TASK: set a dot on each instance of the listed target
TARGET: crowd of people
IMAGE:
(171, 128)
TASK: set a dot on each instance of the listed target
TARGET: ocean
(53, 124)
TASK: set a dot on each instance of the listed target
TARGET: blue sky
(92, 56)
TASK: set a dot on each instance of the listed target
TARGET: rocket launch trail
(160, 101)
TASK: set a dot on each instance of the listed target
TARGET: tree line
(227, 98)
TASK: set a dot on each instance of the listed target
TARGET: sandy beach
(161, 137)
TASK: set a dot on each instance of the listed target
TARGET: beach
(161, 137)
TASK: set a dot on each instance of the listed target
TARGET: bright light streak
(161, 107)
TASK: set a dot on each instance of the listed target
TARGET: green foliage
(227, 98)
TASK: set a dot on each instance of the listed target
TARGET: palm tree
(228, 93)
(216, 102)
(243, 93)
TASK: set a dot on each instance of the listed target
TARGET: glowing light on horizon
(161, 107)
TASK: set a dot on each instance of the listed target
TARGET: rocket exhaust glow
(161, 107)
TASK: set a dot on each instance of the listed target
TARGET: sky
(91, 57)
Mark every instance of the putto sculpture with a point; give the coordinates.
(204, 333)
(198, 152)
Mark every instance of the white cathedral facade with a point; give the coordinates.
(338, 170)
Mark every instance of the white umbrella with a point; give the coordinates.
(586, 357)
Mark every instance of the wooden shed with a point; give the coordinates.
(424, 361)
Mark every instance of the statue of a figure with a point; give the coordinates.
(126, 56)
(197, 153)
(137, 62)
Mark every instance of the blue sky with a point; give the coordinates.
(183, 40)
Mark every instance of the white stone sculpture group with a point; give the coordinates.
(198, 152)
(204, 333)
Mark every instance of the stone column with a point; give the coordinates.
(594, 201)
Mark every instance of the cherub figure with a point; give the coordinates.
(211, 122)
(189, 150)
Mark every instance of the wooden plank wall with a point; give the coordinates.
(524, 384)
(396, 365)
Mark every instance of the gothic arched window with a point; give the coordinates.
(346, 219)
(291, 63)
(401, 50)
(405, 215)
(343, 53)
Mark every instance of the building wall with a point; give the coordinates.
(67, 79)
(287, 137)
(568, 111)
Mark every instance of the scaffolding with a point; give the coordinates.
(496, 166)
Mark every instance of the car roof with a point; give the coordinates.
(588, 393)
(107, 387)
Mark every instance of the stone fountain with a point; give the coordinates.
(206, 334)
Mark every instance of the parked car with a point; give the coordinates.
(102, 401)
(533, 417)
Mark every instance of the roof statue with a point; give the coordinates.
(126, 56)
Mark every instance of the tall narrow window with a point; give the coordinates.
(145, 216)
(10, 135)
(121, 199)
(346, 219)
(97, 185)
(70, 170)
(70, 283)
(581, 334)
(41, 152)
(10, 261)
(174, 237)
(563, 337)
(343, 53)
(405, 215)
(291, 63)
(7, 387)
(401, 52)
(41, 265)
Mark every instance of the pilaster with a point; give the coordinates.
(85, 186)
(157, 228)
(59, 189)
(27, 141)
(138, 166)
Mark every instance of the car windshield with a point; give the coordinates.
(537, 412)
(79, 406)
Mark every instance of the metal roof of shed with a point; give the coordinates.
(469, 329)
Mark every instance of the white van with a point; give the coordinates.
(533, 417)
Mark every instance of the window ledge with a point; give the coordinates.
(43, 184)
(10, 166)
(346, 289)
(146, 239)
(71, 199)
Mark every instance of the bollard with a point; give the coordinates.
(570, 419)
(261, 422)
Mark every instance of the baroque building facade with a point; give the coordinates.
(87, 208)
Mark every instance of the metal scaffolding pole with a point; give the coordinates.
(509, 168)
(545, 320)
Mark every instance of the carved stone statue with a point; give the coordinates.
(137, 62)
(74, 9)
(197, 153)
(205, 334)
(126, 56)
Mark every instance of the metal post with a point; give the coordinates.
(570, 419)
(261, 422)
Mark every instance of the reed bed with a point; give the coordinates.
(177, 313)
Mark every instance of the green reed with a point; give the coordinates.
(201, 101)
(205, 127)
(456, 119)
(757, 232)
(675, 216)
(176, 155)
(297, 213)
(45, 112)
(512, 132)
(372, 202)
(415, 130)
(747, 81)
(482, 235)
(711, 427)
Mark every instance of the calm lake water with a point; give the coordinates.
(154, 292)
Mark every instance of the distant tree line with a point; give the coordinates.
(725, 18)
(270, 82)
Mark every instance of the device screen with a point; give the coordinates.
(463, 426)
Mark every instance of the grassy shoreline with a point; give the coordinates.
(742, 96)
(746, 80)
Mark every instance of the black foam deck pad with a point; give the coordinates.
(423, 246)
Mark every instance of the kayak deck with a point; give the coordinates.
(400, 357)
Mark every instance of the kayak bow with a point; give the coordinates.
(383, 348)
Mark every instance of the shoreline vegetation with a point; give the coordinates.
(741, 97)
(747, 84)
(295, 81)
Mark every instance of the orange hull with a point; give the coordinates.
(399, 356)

──────

Your output should start at the line containing "Mark every instance of the device" and stop at the last line of the material, copied exactly, with nothing else.

SOLUTION TO THE PROBLEM:
Mark every instance of the device screen with a point; give the coordinates.
(463, 426)
Mark every instance of the grassy shoreline with a point; give the coordinates.
(742, 96)
(746, 80)
Mark every instance of the black foam deck pad with a point; give the coordinates.
(423, 246)
Mark every instance of the kayak deck with a point; give the coordinates.
(400, 357)
Mark every instance of the kayak bow with a point; give the coordinates.
(383, 348)
Mark every instance of the shoreline vegetation with a point; give the coordinates.
(741, 97)
(747, 84)
(295, 81)
Mark every instance of the orange hull with a point; give the coordinates.
(399, 356)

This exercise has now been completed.